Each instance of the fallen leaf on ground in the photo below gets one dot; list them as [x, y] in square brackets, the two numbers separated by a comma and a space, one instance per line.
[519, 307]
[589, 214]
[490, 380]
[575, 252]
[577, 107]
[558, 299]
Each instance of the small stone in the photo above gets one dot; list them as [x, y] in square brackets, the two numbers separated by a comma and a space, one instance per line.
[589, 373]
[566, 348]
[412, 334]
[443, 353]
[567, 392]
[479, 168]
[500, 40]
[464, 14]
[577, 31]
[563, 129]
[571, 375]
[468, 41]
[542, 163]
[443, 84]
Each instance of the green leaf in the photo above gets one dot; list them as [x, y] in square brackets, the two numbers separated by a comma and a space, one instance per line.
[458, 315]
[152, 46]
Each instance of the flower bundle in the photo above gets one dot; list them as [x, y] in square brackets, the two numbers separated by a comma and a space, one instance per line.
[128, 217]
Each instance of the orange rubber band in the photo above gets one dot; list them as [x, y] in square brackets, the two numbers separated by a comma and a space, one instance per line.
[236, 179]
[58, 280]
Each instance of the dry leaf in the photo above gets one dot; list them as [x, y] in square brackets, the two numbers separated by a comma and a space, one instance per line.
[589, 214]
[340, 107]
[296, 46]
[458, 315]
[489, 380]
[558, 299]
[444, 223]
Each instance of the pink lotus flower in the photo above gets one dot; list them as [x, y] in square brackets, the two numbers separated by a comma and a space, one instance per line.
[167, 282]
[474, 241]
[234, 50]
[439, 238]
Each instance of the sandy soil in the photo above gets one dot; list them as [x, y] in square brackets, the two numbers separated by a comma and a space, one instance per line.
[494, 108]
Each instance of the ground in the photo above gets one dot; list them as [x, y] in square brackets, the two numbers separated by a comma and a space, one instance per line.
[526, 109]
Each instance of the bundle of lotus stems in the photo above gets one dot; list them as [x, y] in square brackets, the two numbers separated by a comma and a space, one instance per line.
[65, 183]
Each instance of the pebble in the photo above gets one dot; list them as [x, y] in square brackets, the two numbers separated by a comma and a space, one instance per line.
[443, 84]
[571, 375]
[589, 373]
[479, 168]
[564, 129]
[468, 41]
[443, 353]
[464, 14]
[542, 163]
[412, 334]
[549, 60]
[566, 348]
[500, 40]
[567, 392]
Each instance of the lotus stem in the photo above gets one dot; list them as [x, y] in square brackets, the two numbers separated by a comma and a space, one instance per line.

__Task directions__. Would you reproduce the full listing shown above, word for word?

__Solution for this problem__.
Each instance of the fallen leaf on ground in the photo below gets one dot; list them as [x, y] in square brackets, the two numbers separated by a comma and a space, one instance per line.
[519, 307]
[589, 214]
[490, 380]
[575, 252]
[577, 107]
[558, 299]
Each instance of the small stone in the photo above gets one dot; list them as [x, y] in square brackets, the two numbers separated by a comma and a space, one instance per line.
[589, 373]
[566, 348]
[412, 334]
[443, 353]
[567, 392]
[479, 168]
[500, 40]
[464, 14]
[577, 31]
[563, 129]
[571, 375]
[468, 41]
[542, 163]
[443, 84]
Each instance of the green leaf in the photo above gets one dot; list them as [x, y] in square brackets, the two numbers separated by a comma and a space, one instance per line.
[458, 315]
[152, 46]
Each instance of the flower bundle in the photo above gets one dot; list them as [x, y] in square brackets, the two numbers separated by a comma and a space, one instance per line.
[128, 217]
Each instance of the orange rubber band in the photo above gets one dot; list them as [x, y] in square brackets, the two numbers separated by a comma and a space, one instance per line.
[236, 179]
[58, 280]
Each instance of the dry leaf in the photo above gets one dot; list them as [x, y] in square brackets, the two numbers separated by a comma and a space, one instance per line.
[589, 214]
[340, 107]
[296, 46]
[458, 315]
[489, 380]
[558, 299]
[444, 223]
Each instance of the pink lotus flower in the photo above gets one dot; list them as [x, y] in square brackets, the two numbers separated by a comma and a space, one instance per line.
[167, 282]
[474, 241]
[234, 50]
[439, 238]
Each instance of the sandy soil in the photo above gets one dot; list them as [x, y] in square brackets, the two numbers separated by a comma and a space, one instance per line.
[494, 108]
Each instance of the ground in the photo above gets one dot; list them as [x, y] in square brackets, the two numbers separated by a comma and a space, one instance per line.
[526, 109]
Each instance of the bundle of lotus stems in the photo above gets one dot; list them as [x, y] in square brackets, the two numbers separated by a comma and a space, one instance per line.
[65, 183]
Each instance of the pebble in the photo above gets one dot; list them as [x, y] in square brackets, the two numbers separated by a comma and a space, one instance per line.
[443, 84]
[571, 375]
[589, 373]
[479, 168]
[564, 129]
[468, 41]
[443, 353]
[464, 14]
[542, 163]
[412, 334]
[549, 60]
[566, 348]
[500, 40]
[567, 392]
Each instance of the lotus stem in the photo above gets one dot; list them as [x, y] in square brackets, the two numbers separated by a comma and a space, one instance per line.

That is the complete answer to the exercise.